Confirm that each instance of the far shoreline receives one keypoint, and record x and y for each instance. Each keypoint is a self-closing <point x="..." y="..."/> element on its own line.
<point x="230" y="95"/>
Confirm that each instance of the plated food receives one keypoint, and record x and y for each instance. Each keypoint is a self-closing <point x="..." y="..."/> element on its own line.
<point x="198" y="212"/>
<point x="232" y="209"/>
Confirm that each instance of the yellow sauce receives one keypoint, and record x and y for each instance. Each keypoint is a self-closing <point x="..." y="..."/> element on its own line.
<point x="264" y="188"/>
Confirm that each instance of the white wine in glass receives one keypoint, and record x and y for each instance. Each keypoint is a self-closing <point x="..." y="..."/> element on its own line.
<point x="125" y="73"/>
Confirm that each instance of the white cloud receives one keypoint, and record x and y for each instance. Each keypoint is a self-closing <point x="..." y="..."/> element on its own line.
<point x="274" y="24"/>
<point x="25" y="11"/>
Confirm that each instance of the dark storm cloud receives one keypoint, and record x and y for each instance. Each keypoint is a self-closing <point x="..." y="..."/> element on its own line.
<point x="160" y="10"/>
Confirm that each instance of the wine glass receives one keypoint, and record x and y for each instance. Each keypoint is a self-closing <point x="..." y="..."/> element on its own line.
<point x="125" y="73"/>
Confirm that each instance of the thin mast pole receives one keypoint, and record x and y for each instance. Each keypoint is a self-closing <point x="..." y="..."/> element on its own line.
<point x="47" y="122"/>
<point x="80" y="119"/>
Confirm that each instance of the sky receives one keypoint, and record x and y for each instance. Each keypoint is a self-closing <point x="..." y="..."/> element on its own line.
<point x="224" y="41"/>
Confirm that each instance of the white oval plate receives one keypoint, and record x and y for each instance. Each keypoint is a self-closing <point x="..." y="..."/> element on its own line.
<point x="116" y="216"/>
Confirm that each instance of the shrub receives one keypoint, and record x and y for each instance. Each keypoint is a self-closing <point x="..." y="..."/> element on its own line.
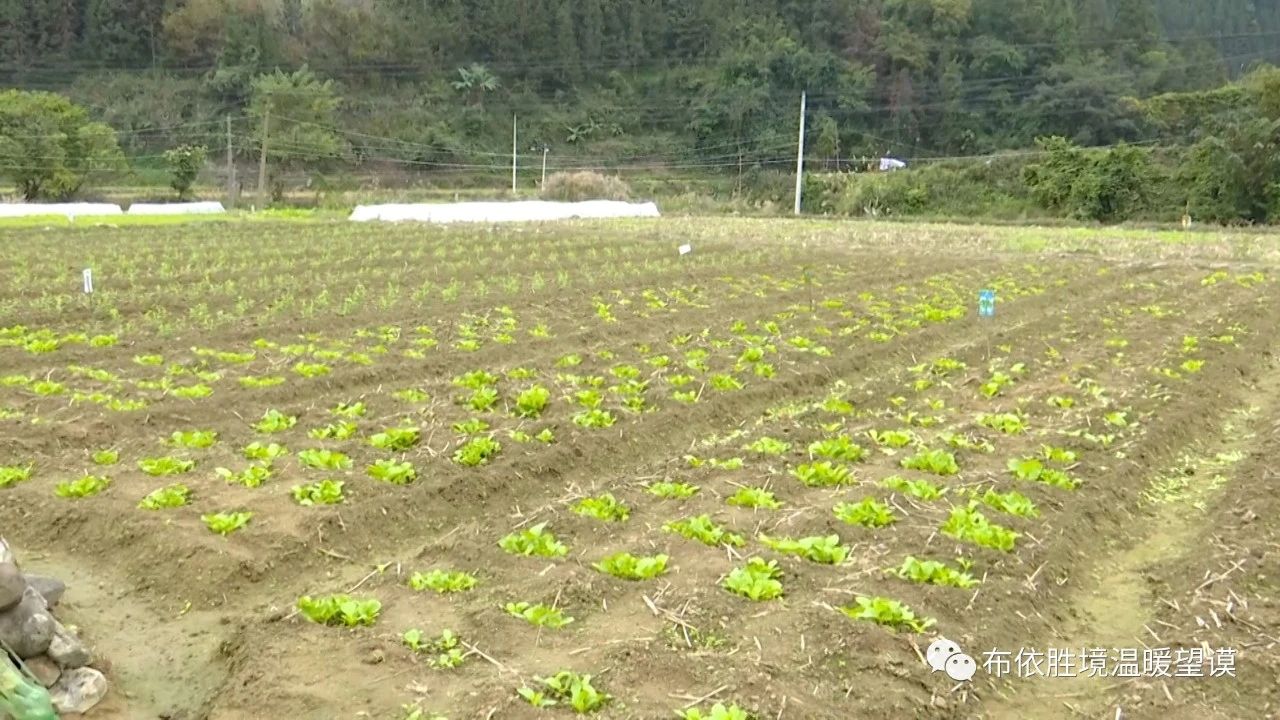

◇ ◇ ◇ ◇ ◇ ◇ ◇

- [YOUR INSTRUCTIONS]: Please copy everything from the line containing "Confirm that each instance of the white oval" down to the end of the listing above, requests included, and increase every x and y coordinate in the answers by 45. Leave the pictures out.

- [RESPONSE TO THIS TASK]:
Confirm that each instance of the white oval plate receives one keypoint, and record x and y for each instance. Each keypoint is a self-closing <point x="..." y="..."/> element on its own line.
<point x="161" y="261"/>
Confirm that each instance of the shrub receives one keypoint, and record x and y for each instance. Each keypoint is a self-closing <point x="..." y="..."/> element on its own line.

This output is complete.